__What to do__. Continue the Wikipedia article about John Heppell, picking up after its final sentence.

__Study text__.
Start of Block
John Heppell

From Wikipedia, the free encyclopedia
Jump to navigation Jump to search
John Heppell
Vice-Chamberlain of the Household
In office
6 May 2005 – 28 June 2007
Prime Minister Tony Blair
Preceded by Jim Fitzpatrick
Succeeded by Liz Blackman
Member of Parliament
for Nottingham East
In office
10 April 1992 – 12 April 2010
Preceded by Michael Knowles
Succeeded by Chris Leslie
Personal details
Born (1948-11-03) 3 November 1948 (age 69)
Newcastle upon Tyne, Tyneside, UK
Nationality British
Political party Labour
Spouse(s) Eileen Golding

John Heppell (born 3 November 1948) is a former British Labour Party politician who was the Member of Parliament (MP) for Nottingham East from 1992 until he stepped down at the 2010 general election. He was Vice-Chamberlain of the Household from 2005 to 2007.
End of Block
__Provided records__.
Start of Block
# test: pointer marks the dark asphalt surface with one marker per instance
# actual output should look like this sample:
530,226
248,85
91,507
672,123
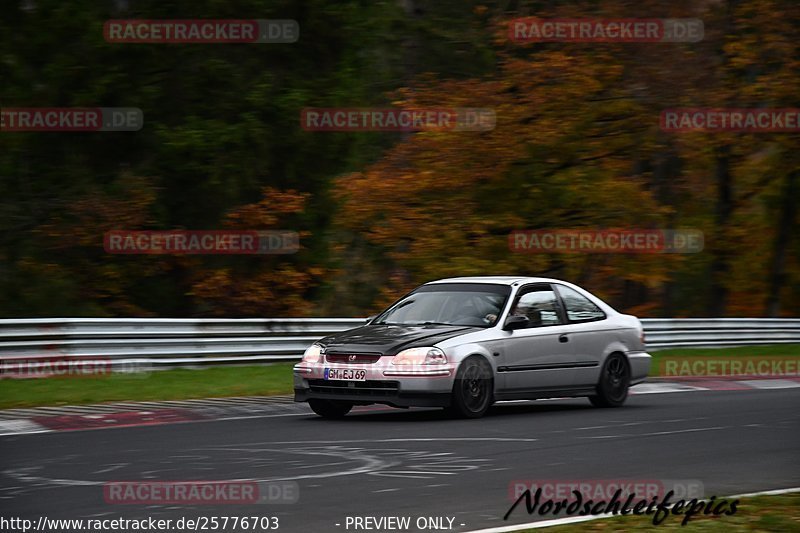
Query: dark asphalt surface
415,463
End of Block
__Answer to the problem__.
Early life[edit]

Heppell was born in Newcastle upon Tyne, Tyneside and was educated locally at the Rutherford Grammar School (now the Westgate Community School) in Fenham, then the South East Northumberland Technical College (became North Tyneside College and now called Tyne Metropolitan College) in Wallsend, and he completed his education at the Ashington Technical College (now called Northumberland College) on College Road in Ashington. He worked for the National Coal Board from 1964 as a fitter until he left in 1970 to work as a fitter in Nottingham. He joined British Rail in 1975, originally as a diesel fitter, becoming a workshop supervisor in 1978 until he left in 1989.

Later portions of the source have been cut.